Answer with one figure only, the number of lines below in which "brown" occurs.

:::::

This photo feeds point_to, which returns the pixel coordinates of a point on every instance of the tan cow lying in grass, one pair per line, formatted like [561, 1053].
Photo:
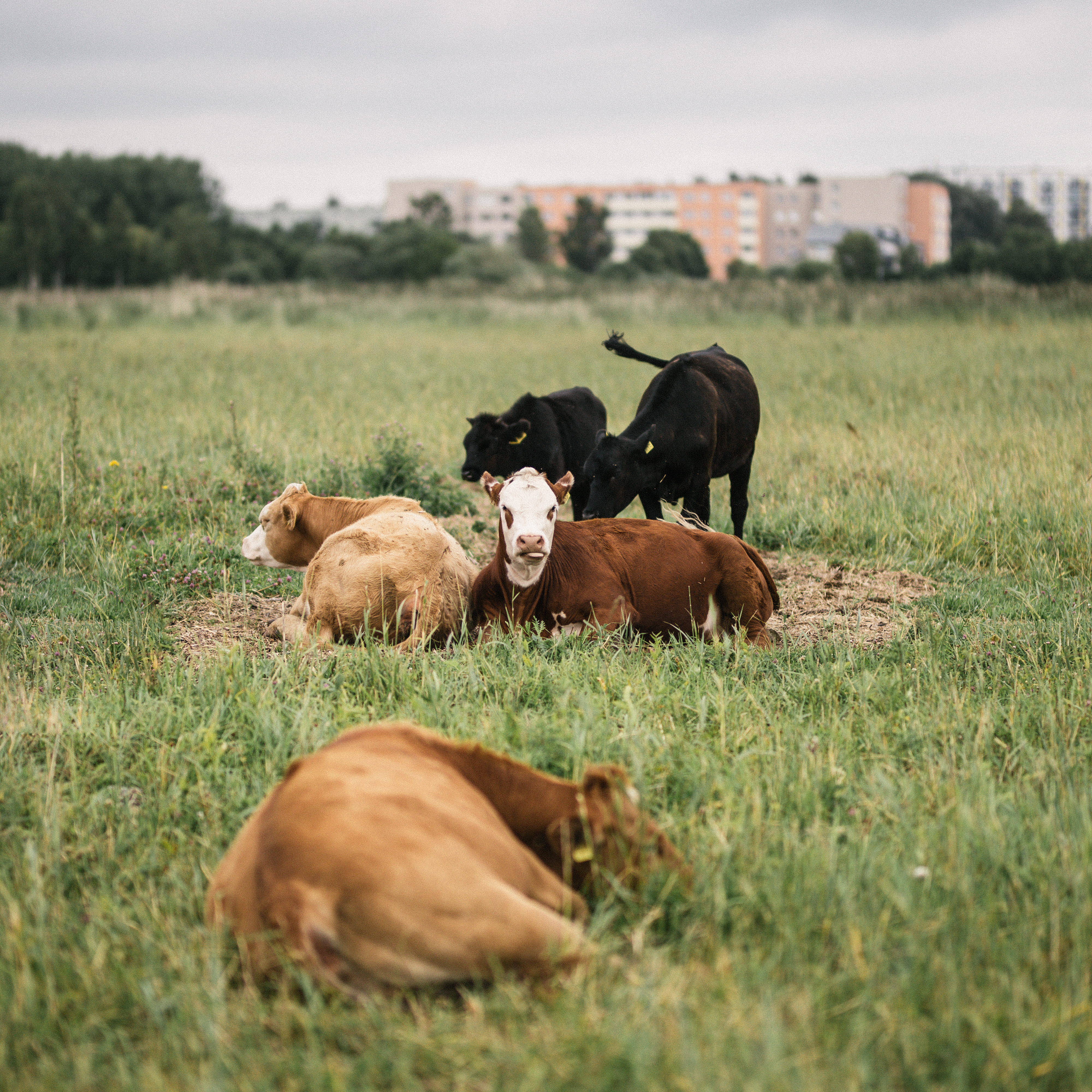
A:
[394, 857]
[292, 529]
[382, 566]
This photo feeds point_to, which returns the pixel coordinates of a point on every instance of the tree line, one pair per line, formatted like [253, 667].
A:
[100, 222]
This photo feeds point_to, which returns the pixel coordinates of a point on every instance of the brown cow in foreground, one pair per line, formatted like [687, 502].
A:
[659, 578]
[382, 566]
[394, 857]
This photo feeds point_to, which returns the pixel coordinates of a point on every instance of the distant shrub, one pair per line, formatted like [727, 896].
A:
[409, 251]
[331, 262]
[484, 263]
[242, 272]
[1077, 258]
[666, 252]
[858, 257]
[532, 238]
[397, 468]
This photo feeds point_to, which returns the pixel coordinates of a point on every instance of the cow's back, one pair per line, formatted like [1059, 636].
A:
[379, 863]
[668, 573]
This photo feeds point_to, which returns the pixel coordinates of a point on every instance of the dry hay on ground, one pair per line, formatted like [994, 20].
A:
[204, 627]
[820, 602]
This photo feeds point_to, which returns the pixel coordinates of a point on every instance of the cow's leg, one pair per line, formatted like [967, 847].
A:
[277, 628]
[696, 503]
[740, 479]
[579, 496]
[650, 501]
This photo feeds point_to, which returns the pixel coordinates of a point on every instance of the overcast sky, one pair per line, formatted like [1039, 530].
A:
[284, 100]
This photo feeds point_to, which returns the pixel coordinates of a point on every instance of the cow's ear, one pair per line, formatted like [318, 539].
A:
[492, 486]
[562, 488]
[517, 433]
[568, 839]
[646, 443]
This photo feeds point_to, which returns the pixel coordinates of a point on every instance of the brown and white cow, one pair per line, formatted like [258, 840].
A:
[394, 857]
[659, 578]
[292, 529]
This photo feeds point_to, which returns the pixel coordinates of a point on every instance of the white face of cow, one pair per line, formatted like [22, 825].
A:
[255, 548]
[529, 506]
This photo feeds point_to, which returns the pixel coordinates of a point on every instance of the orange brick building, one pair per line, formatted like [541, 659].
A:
[929, 221]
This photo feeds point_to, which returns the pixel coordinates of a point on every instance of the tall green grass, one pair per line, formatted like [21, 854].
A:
[892, 848]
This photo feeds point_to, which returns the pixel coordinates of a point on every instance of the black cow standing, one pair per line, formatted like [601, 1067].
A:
[554, 434]
[697, 421]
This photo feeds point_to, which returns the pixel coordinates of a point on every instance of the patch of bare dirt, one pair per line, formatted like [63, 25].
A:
[821, 602]
[204, 627]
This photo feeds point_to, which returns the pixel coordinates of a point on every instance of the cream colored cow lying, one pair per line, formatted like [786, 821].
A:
[292, 529]
[382, 566]
[394, 857]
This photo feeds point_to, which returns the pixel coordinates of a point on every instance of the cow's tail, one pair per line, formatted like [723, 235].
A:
[616, 343]
[756, 557]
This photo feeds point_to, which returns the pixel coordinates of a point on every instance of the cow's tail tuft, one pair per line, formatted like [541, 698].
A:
[767, 576]
[616, 343]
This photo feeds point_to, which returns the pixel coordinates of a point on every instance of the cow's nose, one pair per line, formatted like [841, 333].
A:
[531, 544]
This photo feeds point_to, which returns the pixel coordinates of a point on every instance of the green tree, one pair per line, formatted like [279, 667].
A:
[1029, 253]
[858, 257]
[433, 211]
[37, 231]
[586, 242]
[975, 213]
[739, 270]
[532, 238]
[911, 266]
[666, 252]
[116, 243]
[409, 251]
[1077, 258]
[808, 270]
[198, 247]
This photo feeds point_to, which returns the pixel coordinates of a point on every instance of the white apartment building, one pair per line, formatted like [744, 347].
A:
[495, 211]
[459, 194]
[634, 212]
[1061, 196]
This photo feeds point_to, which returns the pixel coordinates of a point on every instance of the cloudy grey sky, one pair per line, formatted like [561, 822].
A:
[298, 101]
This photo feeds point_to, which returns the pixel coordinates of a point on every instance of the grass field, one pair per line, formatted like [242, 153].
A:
[806, 787]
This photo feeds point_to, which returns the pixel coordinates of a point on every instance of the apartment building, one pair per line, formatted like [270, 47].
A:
[459, 194]
[790, 213]
[726, 219]
[361, 220]
[930, 221]
[755, 222]
[1061, 196]
[894, 209]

:::::

_Answer section_
2